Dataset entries
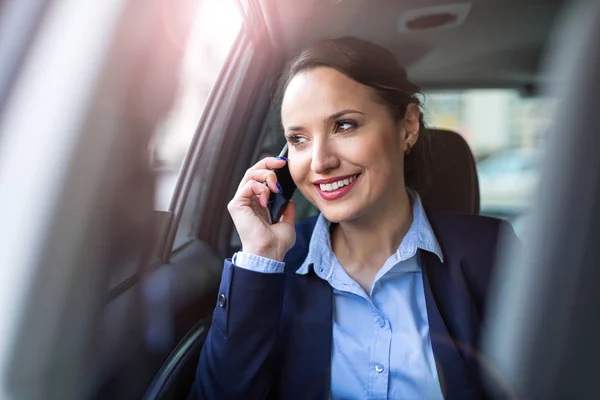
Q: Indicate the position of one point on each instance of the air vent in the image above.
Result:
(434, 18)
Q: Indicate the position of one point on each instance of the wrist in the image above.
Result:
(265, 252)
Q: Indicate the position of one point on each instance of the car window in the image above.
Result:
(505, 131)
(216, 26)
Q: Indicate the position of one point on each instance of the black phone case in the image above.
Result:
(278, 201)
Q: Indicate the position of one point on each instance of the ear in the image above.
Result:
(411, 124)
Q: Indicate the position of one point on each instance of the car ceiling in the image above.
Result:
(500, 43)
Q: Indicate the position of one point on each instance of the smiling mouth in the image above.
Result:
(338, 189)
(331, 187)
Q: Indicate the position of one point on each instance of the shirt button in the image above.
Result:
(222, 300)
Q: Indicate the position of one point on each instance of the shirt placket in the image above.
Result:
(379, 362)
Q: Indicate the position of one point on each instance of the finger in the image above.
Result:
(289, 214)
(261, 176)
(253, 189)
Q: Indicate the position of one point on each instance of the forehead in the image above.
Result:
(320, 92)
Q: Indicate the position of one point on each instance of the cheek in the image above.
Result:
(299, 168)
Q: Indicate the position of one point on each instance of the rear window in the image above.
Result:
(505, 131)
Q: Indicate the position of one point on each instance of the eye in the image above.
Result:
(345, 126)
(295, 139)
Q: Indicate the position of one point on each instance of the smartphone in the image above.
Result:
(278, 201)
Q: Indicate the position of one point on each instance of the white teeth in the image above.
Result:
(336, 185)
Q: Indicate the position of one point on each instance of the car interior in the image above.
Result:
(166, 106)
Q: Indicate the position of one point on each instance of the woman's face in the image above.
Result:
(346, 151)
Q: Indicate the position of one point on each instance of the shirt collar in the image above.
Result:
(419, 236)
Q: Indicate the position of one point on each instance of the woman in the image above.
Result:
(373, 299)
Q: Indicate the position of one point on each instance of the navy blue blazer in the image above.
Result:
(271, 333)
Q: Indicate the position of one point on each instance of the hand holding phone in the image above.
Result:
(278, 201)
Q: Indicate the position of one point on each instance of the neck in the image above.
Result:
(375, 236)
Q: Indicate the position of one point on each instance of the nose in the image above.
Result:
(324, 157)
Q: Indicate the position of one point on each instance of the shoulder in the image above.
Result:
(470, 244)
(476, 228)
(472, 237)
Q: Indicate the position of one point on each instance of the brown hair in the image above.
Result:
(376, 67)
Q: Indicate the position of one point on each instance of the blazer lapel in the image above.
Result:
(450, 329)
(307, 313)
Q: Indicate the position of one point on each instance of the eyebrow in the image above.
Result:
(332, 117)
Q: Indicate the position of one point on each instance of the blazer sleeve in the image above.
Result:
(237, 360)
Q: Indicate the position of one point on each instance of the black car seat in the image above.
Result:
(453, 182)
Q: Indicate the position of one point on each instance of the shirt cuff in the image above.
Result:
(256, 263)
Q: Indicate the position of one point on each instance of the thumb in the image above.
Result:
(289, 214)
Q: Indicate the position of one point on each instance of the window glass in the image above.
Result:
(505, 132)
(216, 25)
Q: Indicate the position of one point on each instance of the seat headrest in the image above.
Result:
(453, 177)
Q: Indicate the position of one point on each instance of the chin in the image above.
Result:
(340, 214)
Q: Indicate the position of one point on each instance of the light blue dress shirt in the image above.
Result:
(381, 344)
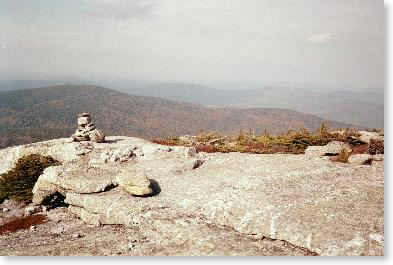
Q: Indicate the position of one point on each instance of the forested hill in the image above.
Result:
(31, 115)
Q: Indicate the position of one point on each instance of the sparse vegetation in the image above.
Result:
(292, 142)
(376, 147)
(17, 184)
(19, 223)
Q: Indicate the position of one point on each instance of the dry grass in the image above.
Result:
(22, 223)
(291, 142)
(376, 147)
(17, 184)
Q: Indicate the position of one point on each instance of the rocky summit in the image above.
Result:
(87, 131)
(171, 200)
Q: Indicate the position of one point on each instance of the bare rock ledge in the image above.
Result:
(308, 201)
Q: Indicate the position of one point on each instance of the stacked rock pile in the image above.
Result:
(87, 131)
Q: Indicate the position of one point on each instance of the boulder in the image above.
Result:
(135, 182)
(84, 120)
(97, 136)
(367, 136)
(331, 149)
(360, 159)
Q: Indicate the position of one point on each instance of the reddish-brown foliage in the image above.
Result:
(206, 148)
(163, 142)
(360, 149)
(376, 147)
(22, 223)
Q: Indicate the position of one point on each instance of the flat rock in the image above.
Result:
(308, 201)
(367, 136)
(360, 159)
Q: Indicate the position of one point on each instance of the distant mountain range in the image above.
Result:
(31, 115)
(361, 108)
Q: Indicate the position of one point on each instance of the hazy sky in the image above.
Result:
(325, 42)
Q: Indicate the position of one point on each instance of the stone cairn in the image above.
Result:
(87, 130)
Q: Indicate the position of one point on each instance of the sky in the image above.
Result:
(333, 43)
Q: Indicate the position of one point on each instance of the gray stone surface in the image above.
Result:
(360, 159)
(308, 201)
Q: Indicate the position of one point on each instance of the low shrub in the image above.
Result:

■ YOUR OBJECTIVE
Copy the lines above exactly and exclude every image.

■ ANSWER BELOW
Q: Indicate the position of one point on each instance of the air vent in the image above.
Result:
(434, 18)
Q: Indicate the position of one point on each instance of the wrist in the image above.
Result:
(265, 252)
Q: Indicate the position of one point on each instance of the car window in the image above.
Result:
(505, 131)
(216, 26)
Q: Indicate the position of one point on each instance of the black phone case in the image above.
Result:
(278, 201)
Q: Indicate the position of one point on each instance of the ear in the image above.
Result:
(411, 124)
Q: Indicate the position of one point on each instance of the car ceiling in the image above.
Result:
(500, 43)
Q: Indicate the position of one point on each instance of the smiling mouth in the image above.
Result:
(338, 189)
(331, 187)
Q: Indicate the position of one point on each instance of the shirt button in the image above.
Result:
(222, 300)
Q: Indicate the position of one point on each instance of the shirt placket in the image above.
Result:
(379, 362)
Q: Indicate the position of one point on each instance of the finger in the image above.
Result:
(289, 214)
(261, 176)
(253, 189)
Q: Indicate the position of one point on each instance of the forehead in the image above.
Result:
(320, 92)
Q: Indicate the position of one point on each instance of the cheek in the image above.
Result:
(299, 168)
Q: Indicate the position of one point on each instance of the rear window in the image above.
Result:
(505, 131)
Q: Indicate the position of one point on each instance of the eye in the image above.
Result:
(345, 126)
(295, 139)
Q: Indicate the position of one point on each instance of the smartphone in the image above.
Result:
(278, 201)
Q: Indicate the position of one point on each instance of the white teeth in the image above.
Result:
(336, 185)
Q: Indicate the position of one point on each instance of the car interior in the image above.
Result:
(166, 106)
Q: Indicate the position of one point on each instance of the woman's face in the image above.
Result:
(346, 151)
Q: Indicate the position of one point on each instance of the shirt collar in the image above.
Result:
(419, 236)
Q: Indicate the position of one point on each instance of the woman in the image above.
Result:
(373, 299)
Q: Indicate the position of one point on each instance of the navy blue blazer in the image above.
Result:
(271, 333)
Q: Indicate the position of one point on each instance of the hand holding phone in the image above.
Result:
(278, 201)
Q: Indicate the position of one point on each instance of the neck in the image above.
Result:
(375, 236)
Q: Indicate the position of one point on each instance of the nose in the image above.
Result:
(324, 157)
Q: Indicate the position of one point on each instance of the shoulder in the image above.
Result:
(470, 244)
(476, 228)
(472, 237)
Q: Indicate the position of one point on each instance of the brown hair in the image above.
Result:
(376, 67)
Q: Indicate the position of one point on each instance of the blazer lapel in the image above.
Result:
(450, 329)
(307, 313)
Q: Indicate the position of one point on each instance of the eyebrow in the image above.
Result:
(332, 117)
Q: Indicate the position of one point on each instance of the blazer sleeve in the image above.
Result:
(237, 360)
Q: Indicate the position of one point on each instance of the black car seat in the image above.
Result:
(453, 182)
Q: Indicate the position of one point on each instance of the shirt cuff in the image above.
Result:
(256, 263)
Q: Indicate the position of one point on each instance of the thumb in the image above.
Result:
(289, 214)
Q: Indicate the position of one point on each instance of the window glass in the image above.
Result:
(505, 132)
(216, 25)
Q: Indicate the position of one point on each instance of the seat headrest in the image above.
Result:
(453, 177)
Q: Indicate the position of one point on each instance of the chin in the image above.
Result:
(340, 214)
Q: Indicate the position of one point on each instance of the light blue dress shirt in the image above.
Result:
(381, 344)
Q: Indicate the position of one point on each instance of the forested hill in the image above.
Result:
(31, 115)
Q: Indicate the position of one point on each instance of the sparse vegetation in the image above.
Result:
(292, 142)
(376, 147)
(17, 184)
(19, 223)
Q: Indicate the position of one point on each instance of the dry grass in the image above.
Result:
(22, 223)
(291, 142)
(376, 147)
(17, 184)
Q: Indicate the position of one point on each instance of the rocky summit in the image above.
Result:
(87, 131)
(171, 200)
Q: Indicate the position of one point on each instance of the bare rock ledge in the image above.
Result:
(308, 201)
Q: Indicate the position of one point on each instance of the stacked rock pile in the image above.
Result:
(87, 131)
Q: Indicate the position of one point on each instance of the boulder in the image above.
Result:
(135, 182)
(84, 120)
(97, 136)
(367, 136)
(331, 149)
(360, 159)
Q: Indicate the position of one point on each instance of the reddish-brown foliage in the image above.
Result:
(206, 148)
(163, 142)
(360, 149)
(376, 147)
(22, 223)
Q: Indicate the position of one point on each instance of the flat rock in the image above.
Result:
(308, 201)
(367, 136)
(360, 159)
Q: Indicate the position of one point on each instance of the distant mountain range in the image above.
Result:
(31, 115)
(361, 108)
Q: Indicate the position of one point on each instance of the hazy sky in the image above.
Result:
(325, 42)
Q: Indicate the position of one point on each instance of the stone cairn in the image above.
Result:
(87, 130)
Q: Indicate the position of one point on each instance of the sky in the image above.
Result:
(333, 43)
Q: Indicate the position of one point on each instance of the gray stone surface in the image above.
Result:
(360, 159)
(308, 201)
Q: Indicate the position of one point on each instance of the low shrub in the image above.
Result:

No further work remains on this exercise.